2011-11-03 10:35:01 | ドラマ・映画
 希衣(本田望結)の奮闘で、家族が集まり、恵一(長谷川博己)も希衣に平手打ちをし、父親らしい態度を見せますが、最後の最後で子どもたちを愛しているか分からないと、家族修復のチャンスを自らぶっ壊してしまった。
 おまけに、結城義之(平泉成)に自殺の事実がバレ、すったもんだの揚句、子どもたちが阿須田の家に住み、恵一はミタさん(松嶋奈々子)に一家の世話をするよう依頼し、出ていった。


★「何だよそれ」
 長男の翔(中川大志)が、家族やたくさんの視聴者の気持ちを代弁した台詞。
 阿須田一家の話の流れ自体は、ベタな展開だったので、取りあえず一家が一緒に住むか、それに納得できない長女の結(忽那汐里)だけが別居するという展開かと思ったが、さらにこじれてしまった。
 あくまで、へたれな恵一だったが、よく考えると、「よくわからない」というのが本当のところなのだろう。彼にしてみれば、結婚したところから子どもや自分をだまし続けてきた虚構の時間だったのだから。今回のことで、そういった虚構の家(時間)が、根本から崩れ去ってしまい、たとえ、その中に真実の気持が含まれていたとしても、そこだけ救いあげて、自分の気持ちを再構築するのは無理なのかもしれない。

- 提供項目:
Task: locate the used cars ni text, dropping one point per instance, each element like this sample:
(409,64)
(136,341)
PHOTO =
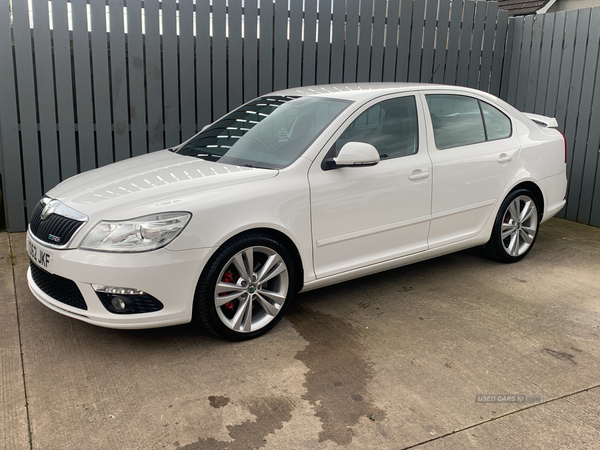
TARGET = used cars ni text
(295,190)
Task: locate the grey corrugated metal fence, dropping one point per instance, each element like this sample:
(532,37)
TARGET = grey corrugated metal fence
(551,69)
(74,99)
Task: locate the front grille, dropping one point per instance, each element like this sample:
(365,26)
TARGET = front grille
(54,225)
(59,288)
(137,303)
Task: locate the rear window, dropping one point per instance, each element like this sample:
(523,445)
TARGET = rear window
(460,120)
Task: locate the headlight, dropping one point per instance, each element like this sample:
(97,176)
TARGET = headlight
(136,235)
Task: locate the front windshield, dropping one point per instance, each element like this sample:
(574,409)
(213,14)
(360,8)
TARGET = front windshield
(270,132)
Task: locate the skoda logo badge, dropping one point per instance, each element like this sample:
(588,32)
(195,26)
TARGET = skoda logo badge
(48,209)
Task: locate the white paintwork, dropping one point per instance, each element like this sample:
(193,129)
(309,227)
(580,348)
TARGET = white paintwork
(548,121)
(344,223)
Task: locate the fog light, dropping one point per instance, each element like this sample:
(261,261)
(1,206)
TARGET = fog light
(123,300)
(119,303)
(116,290)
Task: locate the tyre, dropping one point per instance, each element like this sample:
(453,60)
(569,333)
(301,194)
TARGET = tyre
(515,227)
(245,288)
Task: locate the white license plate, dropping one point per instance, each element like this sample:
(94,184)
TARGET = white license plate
(40,256)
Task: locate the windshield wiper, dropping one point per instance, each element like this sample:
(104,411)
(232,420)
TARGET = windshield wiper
(204,155)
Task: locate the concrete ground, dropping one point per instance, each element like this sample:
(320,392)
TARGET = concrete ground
(391,361)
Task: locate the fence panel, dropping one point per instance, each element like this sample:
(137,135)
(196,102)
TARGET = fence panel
(120,94)
(127,84)
(235,52)
(378,37)
(27,106)
(337,41)
(280,42)
(488,46)
(45,94)
(187,86)
(10,161)
(476,45)
(453,43)
(429,41)
(64,89)
(323,41)
(498,57)
(441,42)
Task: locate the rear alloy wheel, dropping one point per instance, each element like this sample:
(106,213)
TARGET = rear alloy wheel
(515,228)
(247,288)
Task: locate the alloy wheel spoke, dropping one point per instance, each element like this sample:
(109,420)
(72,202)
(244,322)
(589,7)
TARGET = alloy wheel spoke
(513,209)
(223,299)
(273,266)
(274,296)
(527,211)
(240,265)
(228,287)
(248,315)
(507,230)
(515,244)
(270,309)
(525,236)
(236,322)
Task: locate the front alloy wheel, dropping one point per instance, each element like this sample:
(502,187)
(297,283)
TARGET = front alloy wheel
(246,288)
(251,289)
(515,228)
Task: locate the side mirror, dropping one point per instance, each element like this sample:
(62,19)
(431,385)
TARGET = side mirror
(357,154)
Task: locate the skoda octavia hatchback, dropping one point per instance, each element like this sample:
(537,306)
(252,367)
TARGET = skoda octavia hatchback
(295,190)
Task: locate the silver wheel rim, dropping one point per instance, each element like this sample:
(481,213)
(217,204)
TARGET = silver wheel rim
(251,289)
(519,226)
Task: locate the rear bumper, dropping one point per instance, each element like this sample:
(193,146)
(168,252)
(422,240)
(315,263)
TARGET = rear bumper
(555,190)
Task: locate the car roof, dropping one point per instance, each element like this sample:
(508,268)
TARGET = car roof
(365,91)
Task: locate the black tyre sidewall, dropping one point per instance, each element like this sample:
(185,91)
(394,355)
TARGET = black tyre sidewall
(205,310)
(495,248)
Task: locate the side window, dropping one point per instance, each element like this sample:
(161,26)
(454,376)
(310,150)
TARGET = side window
(497,124)
(456,120)
(391,126)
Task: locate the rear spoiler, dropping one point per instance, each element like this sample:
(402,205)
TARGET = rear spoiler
(548,122)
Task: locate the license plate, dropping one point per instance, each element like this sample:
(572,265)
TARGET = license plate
(40,256)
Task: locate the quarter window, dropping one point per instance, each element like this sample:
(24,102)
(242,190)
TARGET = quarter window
(459,120)
(391,126)
(497,124)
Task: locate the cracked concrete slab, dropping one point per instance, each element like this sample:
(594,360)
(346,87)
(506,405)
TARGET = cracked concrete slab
(394,360)
(13,410)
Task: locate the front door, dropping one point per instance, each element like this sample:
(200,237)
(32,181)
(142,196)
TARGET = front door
(366,215)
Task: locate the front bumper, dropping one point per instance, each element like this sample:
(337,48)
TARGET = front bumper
(169,276)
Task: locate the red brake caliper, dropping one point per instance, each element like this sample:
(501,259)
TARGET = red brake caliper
(227,278)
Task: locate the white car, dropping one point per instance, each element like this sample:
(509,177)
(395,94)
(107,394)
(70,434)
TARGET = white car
(295,190)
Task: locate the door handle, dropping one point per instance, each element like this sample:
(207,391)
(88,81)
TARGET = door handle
(503,158)
(418,175)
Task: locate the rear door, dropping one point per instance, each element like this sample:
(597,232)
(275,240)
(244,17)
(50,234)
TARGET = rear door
(473,150)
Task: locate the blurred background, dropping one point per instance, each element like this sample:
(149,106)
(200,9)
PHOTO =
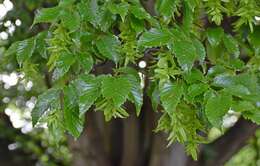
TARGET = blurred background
(20,143)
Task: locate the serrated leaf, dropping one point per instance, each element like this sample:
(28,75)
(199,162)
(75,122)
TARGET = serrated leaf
(73,122)
(170,96)
(121,9)
(108,46)
(116,89)
(48,100)
(12,49)
(41,46)
(47,15)
(155,37)
(62,65)
(89,89)
(86,61)
(254,40)
(70,20)
(90,11)
(139,12)
(253,115)
(106,19)
(193,76)
(136,93)
(217,106)
(200,50)
(197,89)
(185,53)
(231,45)
(166,7)
(25,50)
(215,35)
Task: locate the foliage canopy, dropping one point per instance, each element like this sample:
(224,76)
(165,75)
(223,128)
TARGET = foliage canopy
(196,71)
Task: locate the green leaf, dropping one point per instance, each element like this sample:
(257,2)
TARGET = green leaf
(193,76)
(217,106)
(116,89)
(253,115)
(70,20)
(73,122)
(185,53)
(25,50)
(47,101)
(108,46)
(139,12)
(155,37)
(106,19)
(90,12)
(200,50)
(166,7)
(89,89)
(86,61)
(254,40)
(12,49)
(231,45)
(41,46)
(215,35)
(47,15)
(170,96)
(136,93)
(121,9)
(62,65)
(197,89)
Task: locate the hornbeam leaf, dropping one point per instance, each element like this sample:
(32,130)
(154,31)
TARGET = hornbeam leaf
(170,95)
(25,50)
(47,15)
(231,45)
(185,53)
(71,20)
(62,65)
(73,122)
(116,89)
(167,7)
(215,35)
(217,106)
(108,47)
(121,9)
(47,101)
(89,89)
(136,94)
(155,37)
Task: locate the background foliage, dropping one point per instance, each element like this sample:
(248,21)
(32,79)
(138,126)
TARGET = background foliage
(202,63)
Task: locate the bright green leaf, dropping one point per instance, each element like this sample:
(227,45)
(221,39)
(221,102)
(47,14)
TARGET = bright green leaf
(108,46)
(116,89)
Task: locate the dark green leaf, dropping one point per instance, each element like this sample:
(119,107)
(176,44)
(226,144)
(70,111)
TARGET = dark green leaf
(89,89)
(185,53)
(121,9)
(62,65)
(170,96)
(25,50)
(70,20)
(108,46)
(86,62)
(47,15)
(116,89)
(155,37)
(215,35)
(217,106)
(47,101)
(231,45)
(73,122)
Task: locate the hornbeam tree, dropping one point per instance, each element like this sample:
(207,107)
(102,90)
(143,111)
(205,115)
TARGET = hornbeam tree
(128,79)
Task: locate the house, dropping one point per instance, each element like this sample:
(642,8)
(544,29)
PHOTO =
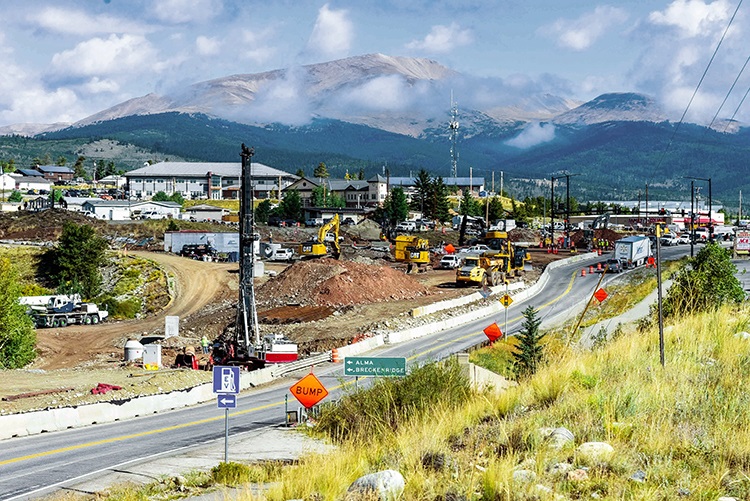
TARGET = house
(204,180)
(109,210)
(58,174)
(204,212)
(355,193)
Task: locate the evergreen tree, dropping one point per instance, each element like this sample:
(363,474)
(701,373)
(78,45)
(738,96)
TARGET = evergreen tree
(78,259)
(704,283)
(291,206)
(17,334)
(531,352)
(321,171)
(78,168)
(263,211)
(440,201)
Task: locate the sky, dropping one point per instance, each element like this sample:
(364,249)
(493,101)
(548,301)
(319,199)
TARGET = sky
(64,60)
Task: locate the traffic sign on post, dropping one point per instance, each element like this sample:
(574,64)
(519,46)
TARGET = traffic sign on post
(309,390)
(226,401)
(226,379)
(375,366)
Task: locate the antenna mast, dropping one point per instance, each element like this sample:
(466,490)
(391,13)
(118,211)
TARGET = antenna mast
(453,126)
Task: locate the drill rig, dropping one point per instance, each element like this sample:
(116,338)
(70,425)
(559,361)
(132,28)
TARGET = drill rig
(247,348)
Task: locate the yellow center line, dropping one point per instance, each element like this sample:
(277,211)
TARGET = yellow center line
(237,413)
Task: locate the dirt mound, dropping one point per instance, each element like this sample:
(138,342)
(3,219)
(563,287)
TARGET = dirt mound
(328,282)
(44,225)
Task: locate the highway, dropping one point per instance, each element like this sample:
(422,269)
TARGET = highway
(38,465)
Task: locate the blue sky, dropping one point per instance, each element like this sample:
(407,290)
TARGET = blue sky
(65,60)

- 課題の指示:
1: 読解文にある次の一文を英語に訳してください:「あくまで、へたれな恵一だったが、よく考えると、「よくわからない」というのが本当のところなのだろう。」
2: 読解文の「2011-11-03 10:35:01 | ドラマ・映画」から下って「長男の翔(中川大志)が、家族やたくさんの視聴者の気持ちを代弁した台詞。」までのすべてを、一字も変えずにもう一度書いてください。

- 期待される結果:
1: Keiichi was spineless to the very end, but when you think it over, "I don't really know" is probably the honest truth.

2:
2011-11-03 10:35:01 | ドラマ・映画
 希衣(本田望結)の奮闘で、家族が集まり、恵一(長谷川博己)も希衣に平手打ちをし、父親らしい態度を見せますが、最後の最後で子どもたちを愛しているか分からないと、家族修復のチャンスを自らぶっ壊してしまった。
 おまけに、結城義之(平泉成)に自殺の事実がバレ、すったもんだの揚句、子どもたちが阿須田の家に住み、恵一はミタさん(松嶋奈々子)に一家の世話をするよう依頼し、出ていった。


★「何だよそれ」
 長男の翔(中川大志)が、家族やたくさんの視聴者の気持ちを代弁した台詞。